Please edit the records starting at the line that contains "the downspout, each" and ending at the line that contains "[(164, 214)]", replacing "planter pot" with "flower pot" and leaving everything else unchanged. Return only those lines.

-------- PROVIDED DATA --------

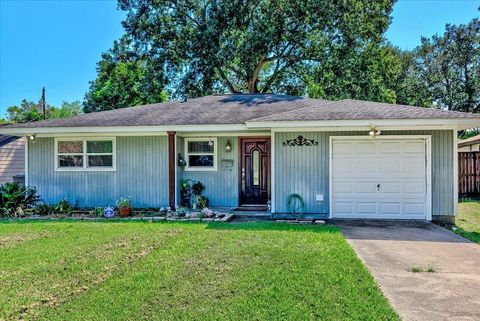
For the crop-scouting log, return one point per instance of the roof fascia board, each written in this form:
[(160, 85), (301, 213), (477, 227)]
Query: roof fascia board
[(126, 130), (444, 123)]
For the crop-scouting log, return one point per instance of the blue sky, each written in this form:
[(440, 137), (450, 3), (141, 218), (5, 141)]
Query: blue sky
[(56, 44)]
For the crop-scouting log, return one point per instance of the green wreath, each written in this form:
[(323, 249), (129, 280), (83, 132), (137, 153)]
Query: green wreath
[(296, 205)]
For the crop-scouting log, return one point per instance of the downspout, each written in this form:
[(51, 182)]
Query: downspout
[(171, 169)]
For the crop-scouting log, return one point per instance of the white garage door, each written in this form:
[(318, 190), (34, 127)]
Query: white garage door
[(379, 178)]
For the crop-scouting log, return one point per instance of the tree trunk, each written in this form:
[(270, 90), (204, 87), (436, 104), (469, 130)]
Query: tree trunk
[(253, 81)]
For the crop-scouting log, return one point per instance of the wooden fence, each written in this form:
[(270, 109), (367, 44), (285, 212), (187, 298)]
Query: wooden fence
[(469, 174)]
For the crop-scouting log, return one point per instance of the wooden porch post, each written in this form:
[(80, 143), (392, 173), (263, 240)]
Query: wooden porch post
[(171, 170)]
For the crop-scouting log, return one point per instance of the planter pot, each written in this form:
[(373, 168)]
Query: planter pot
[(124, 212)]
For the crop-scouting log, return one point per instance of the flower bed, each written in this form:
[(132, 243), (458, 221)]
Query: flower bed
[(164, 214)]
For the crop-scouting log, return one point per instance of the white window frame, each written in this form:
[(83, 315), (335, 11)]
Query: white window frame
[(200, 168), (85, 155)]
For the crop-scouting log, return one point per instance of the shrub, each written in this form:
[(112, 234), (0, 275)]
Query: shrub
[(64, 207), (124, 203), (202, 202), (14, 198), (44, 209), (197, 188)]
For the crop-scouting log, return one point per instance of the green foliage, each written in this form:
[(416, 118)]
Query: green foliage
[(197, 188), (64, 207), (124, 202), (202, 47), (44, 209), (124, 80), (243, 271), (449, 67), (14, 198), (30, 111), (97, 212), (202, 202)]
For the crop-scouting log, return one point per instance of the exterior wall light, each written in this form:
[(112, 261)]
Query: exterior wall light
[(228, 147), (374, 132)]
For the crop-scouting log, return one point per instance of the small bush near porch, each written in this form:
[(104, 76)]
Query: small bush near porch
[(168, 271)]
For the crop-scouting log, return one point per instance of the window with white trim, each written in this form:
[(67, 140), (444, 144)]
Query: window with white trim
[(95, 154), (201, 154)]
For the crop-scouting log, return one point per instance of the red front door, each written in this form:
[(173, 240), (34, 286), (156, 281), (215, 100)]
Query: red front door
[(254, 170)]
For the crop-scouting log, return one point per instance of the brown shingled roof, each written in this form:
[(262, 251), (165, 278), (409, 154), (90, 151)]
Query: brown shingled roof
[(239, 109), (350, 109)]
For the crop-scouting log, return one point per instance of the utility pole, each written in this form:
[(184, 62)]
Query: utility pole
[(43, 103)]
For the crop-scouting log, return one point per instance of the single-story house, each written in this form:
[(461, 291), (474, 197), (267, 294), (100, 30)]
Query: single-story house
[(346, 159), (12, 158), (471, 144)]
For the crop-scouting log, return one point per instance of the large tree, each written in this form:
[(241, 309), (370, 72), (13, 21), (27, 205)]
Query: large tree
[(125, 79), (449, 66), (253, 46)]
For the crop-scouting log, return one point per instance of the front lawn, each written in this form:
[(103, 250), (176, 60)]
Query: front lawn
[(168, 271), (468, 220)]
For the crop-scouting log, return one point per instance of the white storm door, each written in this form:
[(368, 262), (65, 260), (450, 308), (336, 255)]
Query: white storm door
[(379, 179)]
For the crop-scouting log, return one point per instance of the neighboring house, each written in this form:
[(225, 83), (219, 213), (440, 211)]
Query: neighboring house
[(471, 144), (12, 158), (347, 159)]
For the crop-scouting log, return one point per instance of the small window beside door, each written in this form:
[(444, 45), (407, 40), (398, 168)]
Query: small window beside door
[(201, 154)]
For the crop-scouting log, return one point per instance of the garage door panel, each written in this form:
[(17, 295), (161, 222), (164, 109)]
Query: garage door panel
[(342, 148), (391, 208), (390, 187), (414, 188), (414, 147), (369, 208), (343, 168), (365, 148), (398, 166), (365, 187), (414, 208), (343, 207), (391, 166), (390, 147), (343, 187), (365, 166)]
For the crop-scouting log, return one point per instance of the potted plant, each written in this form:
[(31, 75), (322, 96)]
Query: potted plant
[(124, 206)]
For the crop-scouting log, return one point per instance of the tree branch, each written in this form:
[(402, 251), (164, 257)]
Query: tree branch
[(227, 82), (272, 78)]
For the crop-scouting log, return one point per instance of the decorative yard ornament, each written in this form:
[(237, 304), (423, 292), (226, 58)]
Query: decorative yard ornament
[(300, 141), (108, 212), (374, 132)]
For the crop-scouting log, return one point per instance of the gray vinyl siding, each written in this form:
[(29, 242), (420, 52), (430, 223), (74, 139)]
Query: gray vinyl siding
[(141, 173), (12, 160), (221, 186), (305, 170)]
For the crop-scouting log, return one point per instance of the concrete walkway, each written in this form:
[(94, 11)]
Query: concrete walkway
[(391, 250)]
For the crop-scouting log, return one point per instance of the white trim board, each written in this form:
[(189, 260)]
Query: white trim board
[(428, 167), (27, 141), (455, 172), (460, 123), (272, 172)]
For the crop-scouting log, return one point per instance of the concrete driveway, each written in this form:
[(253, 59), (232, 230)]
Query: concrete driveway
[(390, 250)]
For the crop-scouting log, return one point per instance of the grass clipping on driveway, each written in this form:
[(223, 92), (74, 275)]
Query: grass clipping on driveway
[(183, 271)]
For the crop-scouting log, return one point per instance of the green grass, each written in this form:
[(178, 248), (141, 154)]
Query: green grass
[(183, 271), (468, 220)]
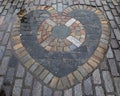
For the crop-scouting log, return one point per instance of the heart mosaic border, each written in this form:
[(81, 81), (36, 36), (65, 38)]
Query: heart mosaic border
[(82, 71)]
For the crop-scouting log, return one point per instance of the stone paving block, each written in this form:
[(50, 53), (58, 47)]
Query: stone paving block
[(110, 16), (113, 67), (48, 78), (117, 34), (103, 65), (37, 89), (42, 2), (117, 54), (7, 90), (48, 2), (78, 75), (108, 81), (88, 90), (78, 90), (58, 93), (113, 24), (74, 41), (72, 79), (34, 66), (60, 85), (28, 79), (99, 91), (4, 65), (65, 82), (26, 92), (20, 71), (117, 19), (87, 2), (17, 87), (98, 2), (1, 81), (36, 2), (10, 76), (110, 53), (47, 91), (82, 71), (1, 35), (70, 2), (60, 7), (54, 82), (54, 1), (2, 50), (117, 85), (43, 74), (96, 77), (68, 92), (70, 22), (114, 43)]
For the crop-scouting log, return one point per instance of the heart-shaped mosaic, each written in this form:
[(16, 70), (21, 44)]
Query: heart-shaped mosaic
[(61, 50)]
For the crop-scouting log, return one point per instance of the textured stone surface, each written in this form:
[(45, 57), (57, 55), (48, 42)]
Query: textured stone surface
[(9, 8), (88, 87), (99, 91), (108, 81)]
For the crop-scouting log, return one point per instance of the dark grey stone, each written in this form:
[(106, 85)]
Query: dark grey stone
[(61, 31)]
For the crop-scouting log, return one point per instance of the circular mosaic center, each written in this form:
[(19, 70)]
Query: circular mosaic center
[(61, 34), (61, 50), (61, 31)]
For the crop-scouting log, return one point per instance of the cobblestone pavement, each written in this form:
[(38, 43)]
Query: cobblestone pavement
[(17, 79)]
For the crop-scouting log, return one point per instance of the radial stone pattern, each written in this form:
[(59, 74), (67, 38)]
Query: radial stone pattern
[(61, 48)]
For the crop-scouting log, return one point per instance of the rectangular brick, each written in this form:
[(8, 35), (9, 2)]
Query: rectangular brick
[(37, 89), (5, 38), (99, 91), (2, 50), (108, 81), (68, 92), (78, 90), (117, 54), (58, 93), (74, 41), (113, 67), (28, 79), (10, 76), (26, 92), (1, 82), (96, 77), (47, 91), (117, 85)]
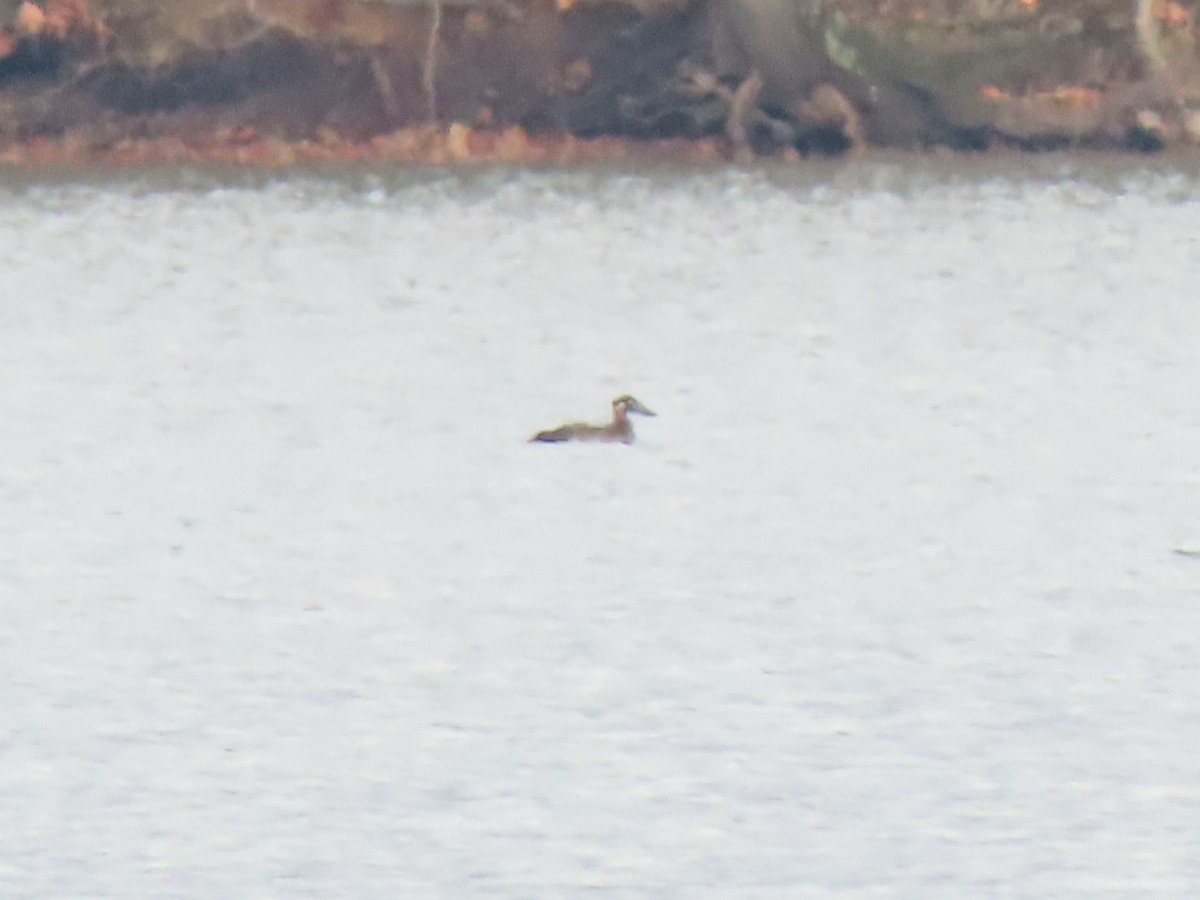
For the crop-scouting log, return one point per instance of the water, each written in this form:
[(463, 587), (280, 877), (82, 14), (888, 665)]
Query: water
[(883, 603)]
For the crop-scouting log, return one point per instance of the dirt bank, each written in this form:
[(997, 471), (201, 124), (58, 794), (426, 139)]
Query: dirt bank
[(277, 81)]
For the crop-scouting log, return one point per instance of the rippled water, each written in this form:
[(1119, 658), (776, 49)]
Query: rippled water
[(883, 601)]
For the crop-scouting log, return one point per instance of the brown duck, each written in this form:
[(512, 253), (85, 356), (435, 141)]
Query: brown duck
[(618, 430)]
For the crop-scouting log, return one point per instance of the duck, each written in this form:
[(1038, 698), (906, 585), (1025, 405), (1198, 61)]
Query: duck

--------

## THE SOLUTION
For the crop-scouting log, return one point per instance of the downspout, each written in this form:
[(51, 182)]
Query: downspout
[(171, 169)]
For the crop-scouting log, return one point per instance of the white garage door, each written in this form:
[(318, 190), (34, 127)]
Query: white garage door
[(379, 178)]
For the crop-scouting log, return one point per instance of the tree trunk, each written in this form:
[(270, 90), (204, 87), (436, 104), (469, 130)]
Query: tree trunk
[(253, 81)]
For the crop-scouting log, return one point per instance of the wooden fence, each written in this form:
[(270, 109), (367, 44), (285, 212), (187, 298)]
Query: wooden fence
[(469, 174)]
For the crop-scouting log, return one point per instance of the wooden porch post, each written in this form:
[(80, 143), (392, 173), (263, 240)]
Query: wooden porch post
[(171, 170)]
For the crop-scouting log, return one point per instance of the flower pot, each written in this form:
[(373, 168)]
Query: flower pot
[(124, 212)]
For the crop-scouting log, return one point per instance of the flower bed, each written in this form:
[(132, 243), (458, 221)]
Query: flower bed
[(164, 214)]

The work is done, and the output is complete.